> Texto de apoio:
____________________

A aviadora norte-americana Amelia Earhart, esteve em Fortaleza pouco antes de desaparecer no oceano pacífico, em 1937. Agora, ela é personagem de filme em cartaz na cidade
"O povo tem seguido, olhos fitos no ar, a rota que a aviadora americana Amelia Earhart vem fazendo em torno do mundo. Chegada 6ª feira, às 16h30, ao nosso porto, a reportagem desta folha, à noite, foi entrevistá-la no Hotel Excelsior, às 20h45". É assim que o jornal "O Nordeste", datado de 7 de junho de 1937, descreve a passagem por Fortaleza de Amelia Earhart.
Primeira mulher a cruzar o Atlântico pilotando um avião, Amelia também é pioneira no movimento pela emancipação feminina a partir da premissa de que o "sexo frágil" poderia atuar nos mesmos campos que um homem.
Naquele ano, Amelia se lançava a um desafio ainda mais ousado: realizar a volta ao mundo margeando a linha do Equador, a maior circunferência da Terra. Porém, em 2 de julho, os fortalezenses teriam a notícia de que aquela moça loira e franzina, que andava pelos saguões do Excelsior Hotel de calças compridas e cabelos curtos de rapazinho, desaparecera nas águas do Oceano Pacífico. Estava prestes a completar sua jornada. Contudo, antes que a fatalidade fizesse nascer o mito, Amelia Earhart havia deixado um rastro fulgurante na memória da Capital cearense.
Pilotando um Lockheed Electra, a aviadora e seu navegador, Fred Noonan, avistaram, entre densas dunas, arrecifes e manguezais, uma cidade com pouco mais de 100 mil habitantes, cujos limites abarcavam o que hoje é tão somente o Centro da capital.
Em fotos aéreas da época, ainda é possível ver a antiga Igreja da Sé, derrubada em 1939 para a construção da Catedral Metropolitana. Amelia vinha de Paramaribo (capital do Suriname) e deveria aportar em Natal. No entanto, problemas por conta de deficiência de luz fizeram com que a aviadora aterrissasse no aeroporto do Alto da Balança. O barulho assustou as vacas que pastavam na margem da pista. A empresa Standard Oil, que patrocinava a empreitada, aproveitou para abastecer a aeronave e fazer pequenos reparos.

____________________

> Itens fornecidos:
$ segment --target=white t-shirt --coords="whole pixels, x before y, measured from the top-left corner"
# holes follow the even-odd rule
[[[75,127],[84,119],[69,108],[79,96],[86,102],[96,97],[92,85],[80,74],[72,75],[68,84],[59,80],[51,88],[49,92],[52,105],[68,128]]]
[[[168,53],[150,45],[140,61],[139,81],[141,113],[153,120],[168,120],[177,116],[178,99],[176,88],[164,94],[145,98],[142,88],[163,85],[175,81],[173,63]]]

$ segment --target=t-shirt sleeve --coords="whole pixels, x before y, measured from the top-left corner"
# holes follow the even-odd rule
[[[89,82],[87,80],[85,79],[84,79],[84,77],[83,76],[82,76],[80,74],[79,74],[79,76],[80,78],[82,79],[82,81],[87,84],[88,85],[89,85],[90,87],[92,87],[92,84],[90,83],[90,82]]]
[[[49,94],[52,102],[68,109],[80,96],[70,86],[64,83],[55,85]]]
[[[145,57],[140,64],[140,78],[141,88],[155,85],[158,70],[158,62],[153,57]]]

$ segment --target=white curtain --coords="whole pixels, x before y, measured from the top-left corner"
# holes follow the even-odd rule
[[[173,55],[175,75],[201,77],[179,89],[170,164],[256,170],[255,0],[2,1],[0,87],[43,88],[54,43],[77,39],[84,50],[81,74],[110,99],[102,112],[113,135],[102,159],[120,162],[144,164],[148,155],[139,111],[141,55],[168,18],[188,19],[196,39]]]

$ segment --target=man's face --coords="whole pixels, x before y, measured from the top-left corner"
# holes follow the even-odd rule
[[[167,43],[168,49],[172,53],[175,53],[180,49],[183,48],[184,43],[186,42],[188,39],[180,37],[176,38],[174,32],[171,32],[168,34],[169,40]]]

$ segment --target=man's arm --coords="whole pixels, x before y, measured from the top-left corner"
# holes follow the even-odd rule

____________________

> Enunciado do exercício: Atualize o trecho do texto sobre Amelia Earhart que vai de "Naquele ano, Amelia" até "da Capital cearense.", inclusive, trocando "fortalezenses" por "moradores de Fortaleza". Os itens não têm papel nenhum neste exercício.

> Resposta do exercício:
Naquele ano, Amelia se lançava a um desafio ainda mais ousado: realizar a volta ao mundo margeando a linha do Equador, a maior circunferência da Terra. Porém, em 2 de julho, os moradores de Fortaleza teriam a notícia de que aquela moça loira e franzina, que andava pelos saguões do Excelsior Hotel de calças compridas e cabelos curtos de rapazinho, desaparecera nas águas do Oceano Pacífico. Estava prestes a completar sua jornada. Contudo, antes que a fatalidade fizesse nascer o mito, Amelia Earhart havia deixado um rastro fulgurante na memória da Capital cearense.